● PROBLEM TO SOLVE: List every acronym that appears in the article on Greece's bad-loan plan.

● SELECTED EXTRACT:
*** Begin section ***

The Greek bank rescue fund is understood to be making plans for special purpose vehicles to which lenders would be able to transfer billions of euros of toxic loans off their balance sheets, but industry insiders and academics are skeptical about the plan, which they say is unlikely to become a reality anytime soon.
Reuters reported Oct. 4 that the Hellenic Financial Stability Fund, or HFSF, created in 2010 to help guide banks through the financial crisis, is preparing a plan for an asset protection scheme as part of a wider strategy for cutting the country's bad loan burden. The plan would involve creating special purpose vehicles, or SPVs, into which nonperforming loans could be transferred. The SPVs would be turned into bonds, some of which the Greek state would guarantee under a mechanism similar to Italy's GACS scheme, which has paved the way for bad-loan securitizations there.

*** End section ***

Region pointing data:
*** Begin section ***

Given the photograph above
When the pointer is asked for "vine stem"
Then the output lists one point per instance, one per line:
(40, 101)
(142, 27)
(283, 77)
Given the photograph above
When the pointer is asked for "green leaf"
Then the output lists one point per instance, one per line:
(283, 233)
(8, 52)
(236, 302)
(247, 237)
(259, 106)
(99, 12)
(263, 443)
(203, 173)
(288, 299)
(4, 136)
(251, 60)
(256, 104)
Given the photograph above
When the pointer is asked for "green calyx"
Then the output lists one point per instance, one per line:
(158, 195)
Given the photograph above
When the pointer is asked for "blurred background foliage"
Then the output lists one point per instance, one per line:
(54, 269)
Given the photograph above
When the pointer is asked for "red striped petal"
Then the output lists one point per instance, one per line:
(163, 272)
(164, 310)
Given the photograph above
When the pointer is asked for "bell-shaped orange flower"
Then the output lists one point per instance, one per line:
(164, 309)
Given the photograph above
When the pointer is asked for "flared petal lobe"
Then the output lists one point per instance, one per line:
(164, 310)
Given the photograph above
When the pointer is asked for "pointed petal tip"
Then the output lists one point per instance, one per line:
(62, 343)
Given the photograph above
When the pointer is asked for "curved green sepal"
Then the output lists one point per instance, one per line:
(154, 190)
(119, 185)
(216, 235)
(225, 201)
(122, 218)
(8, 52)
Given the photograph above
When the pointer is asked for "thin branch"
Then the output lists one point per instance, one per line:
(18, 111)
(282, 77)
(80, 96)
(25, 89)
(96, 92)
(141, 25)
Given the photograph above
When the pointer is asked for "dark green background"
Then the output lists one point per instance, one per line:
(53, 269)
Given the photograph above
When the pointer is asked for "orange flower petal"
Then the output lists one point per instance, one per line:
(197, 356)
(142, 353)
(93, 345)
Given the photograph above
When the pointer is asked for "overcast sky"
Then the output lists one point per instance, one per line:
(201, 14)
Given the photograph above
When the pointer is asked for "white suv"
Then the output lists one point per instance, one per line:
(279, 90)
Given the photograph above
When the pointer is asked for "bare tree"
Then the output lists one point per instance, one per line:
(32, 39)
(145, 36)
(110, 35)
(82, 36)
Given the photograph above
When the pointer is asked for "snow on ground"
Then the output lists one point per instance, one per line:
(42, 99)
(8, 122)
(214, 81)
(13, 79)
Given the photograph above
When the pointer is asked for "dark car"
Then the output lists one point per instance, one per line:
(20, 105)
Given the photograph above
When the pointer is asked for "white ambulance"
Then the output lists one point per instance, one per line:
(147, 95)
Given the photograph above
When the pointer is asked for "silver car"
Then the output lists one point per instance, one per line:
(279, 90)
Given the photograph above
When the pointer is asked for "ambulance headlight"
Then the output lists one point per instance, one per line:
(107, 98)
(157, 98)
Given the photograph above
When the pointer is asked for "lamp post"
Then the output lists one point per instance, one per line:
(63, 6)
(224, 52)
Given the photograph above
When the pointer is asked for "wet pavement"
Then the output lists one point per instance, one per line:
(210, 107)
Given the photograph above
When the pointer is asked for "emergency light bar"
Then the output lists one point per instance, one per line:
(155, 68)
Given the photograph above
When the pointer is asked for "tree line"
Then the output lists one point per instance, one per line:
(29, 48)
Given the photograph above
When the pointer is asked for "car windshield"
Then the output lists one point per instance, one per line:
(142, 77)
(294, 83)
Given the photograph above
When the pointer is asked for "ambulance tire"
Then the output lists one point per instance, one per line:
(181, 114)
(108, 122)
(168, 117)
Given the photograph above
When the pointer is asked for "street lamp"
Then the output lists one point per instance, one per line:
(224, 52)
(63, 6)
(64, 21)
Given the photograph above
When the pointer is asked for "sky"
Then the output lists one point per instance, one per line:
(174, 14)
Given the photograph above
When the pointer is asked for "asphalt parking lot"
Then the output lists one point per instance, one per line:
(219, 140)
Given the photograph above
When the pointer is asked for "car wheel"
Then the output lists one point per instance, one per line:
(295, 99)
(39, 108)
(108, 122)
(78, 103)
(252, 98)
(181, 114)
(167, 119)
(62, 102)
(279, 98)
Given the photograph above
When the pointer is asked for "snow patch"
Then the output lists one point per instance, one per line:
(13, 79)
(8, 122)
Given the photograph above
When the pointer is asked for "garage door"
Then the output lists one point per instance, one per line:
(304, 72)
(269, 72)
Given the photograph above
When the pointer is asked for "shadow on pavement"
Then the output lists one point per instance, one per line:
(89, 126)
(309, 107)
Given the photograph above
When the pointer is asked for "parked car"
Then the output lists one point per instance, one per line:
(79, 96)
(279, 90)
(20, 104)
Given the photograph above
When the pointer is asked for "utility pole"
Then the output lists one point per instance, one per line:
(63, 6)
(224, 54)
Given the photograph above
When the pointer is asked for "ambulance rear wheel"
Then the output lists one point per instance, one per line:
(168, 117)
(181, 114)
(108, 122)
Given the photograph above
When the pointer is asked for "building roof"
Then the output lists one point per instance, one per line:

*** End section ***

● EXERCISE OUTPUT: HFSF, SPVs, GACS